- **Your assignment**: Each entry is to be given again exactly; drop the images.

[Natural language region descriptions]
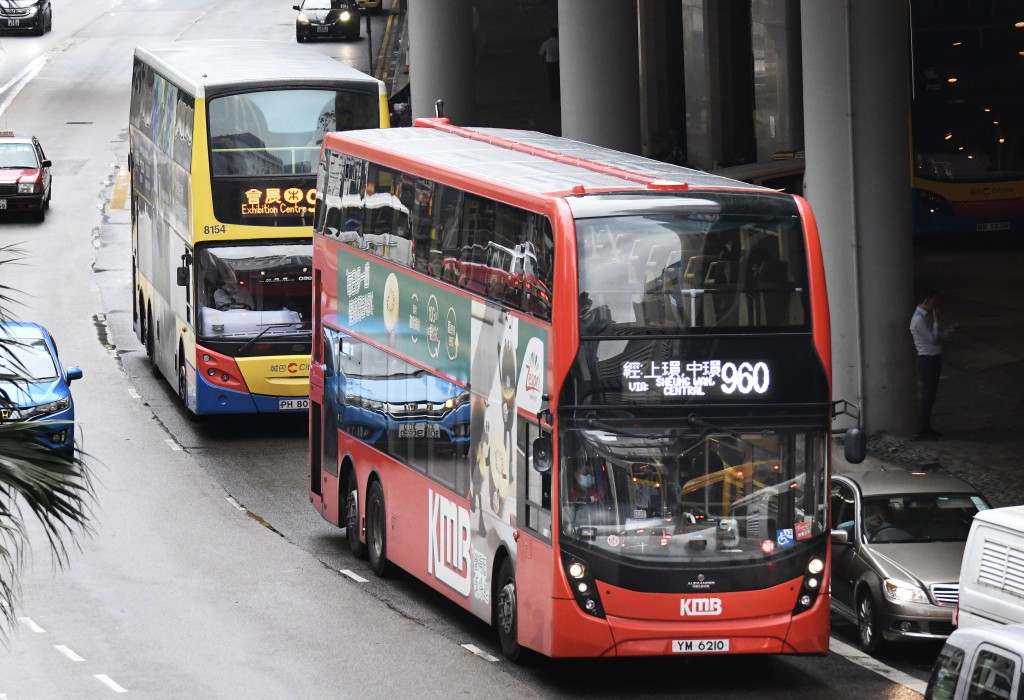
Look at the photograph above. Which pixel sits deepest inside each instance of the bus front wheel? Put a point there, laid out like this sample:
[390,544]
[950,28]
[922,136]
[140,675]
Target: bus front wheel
[352,517]
[507,617]
[377,531]
[867,623]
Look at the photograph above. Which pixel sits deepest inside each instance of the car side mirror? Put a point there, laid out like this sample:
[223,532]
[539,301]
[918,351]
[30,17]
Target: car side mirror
[542,454]
[855,445]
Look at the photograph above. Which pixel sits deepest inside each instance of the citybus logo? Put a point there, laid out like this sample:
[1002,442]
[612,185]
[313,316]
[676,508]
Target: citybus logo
[695,607]
[448,560]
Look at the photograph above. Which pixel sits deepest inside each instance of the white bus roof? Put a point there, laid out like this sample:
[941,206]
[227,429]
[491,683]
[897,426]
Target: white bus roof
[531,161]
[199,66]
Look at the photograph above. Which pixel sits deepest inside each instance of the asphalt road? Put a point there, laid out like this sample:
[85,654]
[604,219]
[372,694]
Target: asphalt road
[208,573]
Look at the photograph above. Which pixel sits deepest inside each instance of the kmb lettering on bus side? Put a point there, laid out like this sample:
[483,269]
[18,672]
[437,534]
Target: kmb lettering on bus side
[694,607]
[449,559]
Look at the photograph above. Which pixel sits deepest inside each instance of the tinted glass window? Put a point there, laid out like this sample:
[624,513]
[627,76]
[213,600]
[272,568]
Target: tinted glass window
[278,132]
[675,272]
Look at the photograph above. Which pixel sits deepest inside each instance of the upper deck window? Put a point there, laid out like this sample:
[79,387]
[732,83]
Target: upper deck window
[677,272]
[280,132]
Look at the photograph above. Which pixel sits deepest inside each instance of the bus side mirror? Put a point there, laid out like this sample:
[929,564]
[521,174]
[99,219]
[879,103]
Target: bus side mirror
[855,447]
[542,454]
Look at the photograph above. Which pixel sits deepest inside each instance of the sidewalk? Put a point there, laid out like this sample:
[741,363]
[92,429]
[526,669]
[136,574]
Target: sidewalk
[980,406]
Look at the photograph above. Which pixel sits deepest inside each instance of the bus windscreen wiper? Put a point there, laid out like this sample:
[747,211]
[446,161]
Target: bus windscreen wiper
[261,334]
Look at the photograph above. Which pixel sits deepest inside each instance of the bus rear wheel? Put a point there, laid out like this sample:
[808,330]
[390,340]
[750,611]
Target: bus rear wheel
[506,614]
[355,544]
[377,531]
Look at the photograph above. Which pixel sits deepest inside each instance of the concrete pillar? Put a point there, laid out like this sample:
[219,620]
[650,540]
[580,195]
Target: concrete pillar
[441,59]
[663,106]
[719,83]
[856,105]
[778,102]
[600,73]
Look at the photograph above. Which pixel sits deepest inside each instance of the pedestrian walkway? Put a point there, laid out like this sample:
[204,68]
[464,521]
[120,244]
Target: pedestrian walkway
[980,406]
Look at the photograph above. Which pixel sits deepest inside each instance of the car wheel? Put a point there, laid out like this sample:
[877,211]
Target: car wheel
[868,633]
[377,531]
[356,547]
[506,613]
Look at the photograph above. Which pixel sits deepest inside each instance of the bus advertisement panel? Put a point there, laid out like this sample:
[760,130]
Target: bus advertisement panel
[628,456]
[224,138]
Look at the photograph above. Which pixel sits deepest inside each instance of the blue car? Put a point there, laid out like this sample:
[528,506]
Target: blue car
[34,386]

- **Response for this exercise**:
Look at the photograph above. Which pixel sits deepest inside each instance of the bus front wheel? Put a point there, laid out like this sample:
[390,544]
[950,28]
[922,136]
[140,675]
Target: bus front wheel
[352,517]
[507,617]
[377,531]
[867,623]
Look at the photograph above. Which pixel sits deepest inside each instance of the car side mirror? Put a point there, laid out like this sample:
[223,532]
[539,301]
[918,351]
[30,17]
Target: car side mirror
[542,454]
[855,445]
Look at the photograph above. Which pixel sits deepest inside each instance of the citybus logo? Put a point there, laid out like this sample:
[1002,442]
[612,185]
[313,316]
[676,508]
Target: citybus logo
[695,607]
[448,560]
Look at the photograph above. Which pixel sits deepest inside each instance of the white bus roof? Put a point there, laid out like this sample:
[941,206]
[227,429]
[491,683]
[897,426]
Target: white bus roof
[531,161]
[199,66]
Look at the photograph above. Which pixel sits deepest inside each instance of the asphalt road? Put a point there, laid out like this sample:
[85,654]
[604,219]
[372,694]
Target: asphalt road
[208,573]
Look at the photograph above. Which pixel sits deepest inside each instance of the kmb lettering on bus side? Put a point there, laid out like this sample:
[483,269]
[18,672]
[437,534]
Target: kmb lettering on bus side
[694,607]
[449,559]
Look at the photograph above. Which pixel sits deepest inside each instance of the tinted glass window? Put a point there, laid out like this sample:
[624,513]
[627,76]
[213,600]
[272,568]
Target: tinted glass window
[278,132]
[675,272]
Look at the photograph above. Which pixel sits deepest inside each instance of the upper deck window? Put a point there, laid out like this sample:
[79,387]
[732,83]
Target: upper deck window
[677,272]
[280,132]
Look at the photograph above. Which pixel sits deepest inside each instance of the bus side mirror? Put a point there, laid out like this sample:
[929,564]
[521,174]
[99,219]
[879,103]
Target: bus side mirror
[855,447]
[542,454]
Look at the photograph above. Which pixel sits deepest inside each instance of the sidewalk? Put a point there, laid out like this sample:
[741,363]
[92,429]
[526,669]
[136,574]
Target: sidewalk
[980,406]
Look at the photograph above. Which pixel sits deepest inside each instance of the bus windscreen wiper? Put a point there, laid out like this sample:
[747,211]
[446,161]
Target: bus windscreen wiper
[261,334]
Look at the photograph above. Which pixel sits deepest inside each instance of the bus rear wheel? Put a point there, laid out like this sample:
[808,330]
[390,340]
[750,611]
Target: bus rear wheel
[506,614]
[355,544]
[377,531]
Look at the photograph above. Which pixel sits deepest inside each instance of the concrete pillar? Put a point there, laid out like this sample:
[219,620]
[650,540]
[580,195]
Target: concrete pillar
[441,59]
[663,106]
[719,83]
[856,105]
[778,102]
[600,73]
Look at the photograph above. Which pixel sits deepest inside each instance of the pedestrian walkway? Put a point there, laid out like this sample:
[204,68]
[464,521]
[120,244]
Target: pedestrian walkway
[980,406]
Look at the photograph above. Which pixel sits deepest inside each instance of the car wheel? Put a point there, laid out like this sample:
[877,211]
Target: car wheel
[868,633]
[377,531]
[356,547]
[506,613]
Look at the photograph above. Which pixel sits deepest inside each instance of the bus advertisement panel? Put a point there, laid out like this sample:
[760,130]
Target: bus advertisement panel
[628,456]
[224,138]
Look at the photograph above. Which pixel sits deepest inside each instance of the blue car? Put a point there, laid out like this sample:
[528,506]
Target: blue car
[34,386]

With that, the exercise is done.